-------- EXTRACTED DATA

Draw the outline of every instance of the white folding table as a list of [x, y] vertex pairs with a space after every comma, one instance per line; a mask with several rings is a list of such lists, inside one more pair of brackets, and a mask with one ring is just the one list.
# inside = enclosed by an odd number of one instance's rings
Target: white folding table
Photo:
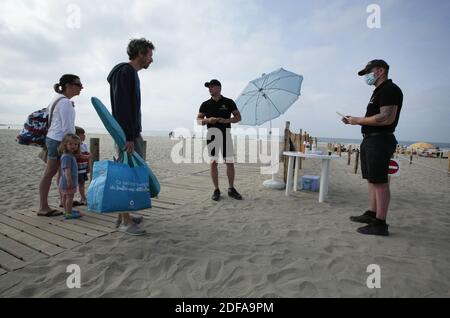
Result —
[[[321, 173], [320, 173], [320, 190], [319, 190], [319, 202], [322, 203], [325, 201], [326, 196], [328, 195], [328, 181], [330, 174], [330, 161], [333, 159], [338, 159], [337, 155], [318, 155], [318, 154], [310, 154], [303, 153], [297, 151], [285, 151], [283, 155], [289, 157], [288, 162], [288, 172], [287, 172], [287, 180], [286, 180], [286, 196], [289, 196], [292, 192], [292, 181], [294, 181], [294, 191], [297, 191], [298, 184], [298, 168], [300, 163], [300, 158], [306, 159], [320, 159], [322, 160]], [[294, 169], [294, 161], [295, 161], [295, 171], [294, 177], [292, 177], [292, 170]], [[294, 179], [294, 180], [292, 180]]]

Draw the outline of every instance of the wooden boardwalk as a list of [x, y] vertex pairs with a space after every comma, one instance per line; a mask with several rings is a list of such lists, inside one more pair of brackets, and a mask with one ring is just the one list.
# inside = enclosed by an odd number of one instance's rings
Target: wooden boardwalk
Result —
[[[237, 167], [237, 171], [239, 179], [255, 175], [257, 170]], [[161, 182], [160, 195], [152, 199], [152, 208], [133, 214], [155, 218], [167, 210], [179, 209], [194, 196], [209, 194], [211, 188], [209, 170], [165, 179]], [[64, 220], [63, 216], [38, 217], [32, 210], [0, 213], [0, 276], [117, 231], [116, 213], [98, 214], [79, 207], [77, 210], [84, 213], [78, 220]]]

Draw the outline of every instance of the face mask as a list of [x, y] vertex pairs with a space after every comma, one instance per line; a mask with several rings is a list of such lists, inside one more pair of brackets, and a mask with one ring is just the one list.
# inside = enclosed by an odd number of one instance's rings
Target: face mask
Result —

----------------

Where images occur in the data above, leave them out and repeat everything else exactly.

Draw the outline of every instance of the white folding table as a list of [x, y] vertex pairs with a space after every comma, one instance per line; a mask with several rings is a list of such lists, inside one more pair of brackets, and a mask with one ring is just the one list.
# inside = enclosed by an odd number of one instance's rings
Target: white folding table
Photo:
Result —
[[[321, 173], [320, 173], [320, 190], [319, 190], [319, 202], [322, 203], [325, 201], [326, 196], [328, 195], [328, 181], [330, 174], [330, 161], [333, 159], [338, 159], [337, 155], [318, 155], [318, 154], [310, 154], [303, 153], [297, 151], [285, 151], [283, 155], [289, 157], [288, 162], [288, 172], [287, 172], [287, 180], [286, 180], [286, 196], [289, 196], [292, 192], [292, 181], [294, 181], [294, 191], [297, 191], [298, 184], [298, 168], [300, 163], [300, 158], [306, 159], [320, 159], [322, 160]], [[294, 169], [294, 161], [295, 161], [295, 171], [294, 177], [292, 177], [292, 170]], [[294, 179], [294, 180], [292, 180]]]

Draw the outline of every instance of the wooden boardwalk as a list of [x, y] vertex pairs with a space after every comma, one instance per line; a mask with several rings is a list of such lists, inside one more pair of brackets, and a mask with one ring is just the one list.
# inside = enclosed by an odd number of one instance's rings
Target: wooden boardwalk
Result —
[[[237, 167], [237, 171], [239, 179], [255, 175], [257, 170]], [[161, 182], [160, 195], [152, 199], [152, 208], [133, 214], [155, 218], [167, 210], [179, 209], [194, 196], [209, 194], [211, 188], [209, 170], [165, 179]], [[64, 220], [63, 216], [38, 217], [32, 210], [0, 213], [0, 276], [117, 231], [116, 213], [98, 214], [79, 207], [77, 210], [84, 213], [78, 220]]]

Draw the outline of every instance of the face mask as a list of [x, y] vertex pairs with a space after every comma, one instance per line; a mask with several rings is a list of such lists, inside one more pair of brackets, and a mask with one ring is just the one list.
# inside = enclosed by an odd number of one instance's rings
Target: face mask
Result —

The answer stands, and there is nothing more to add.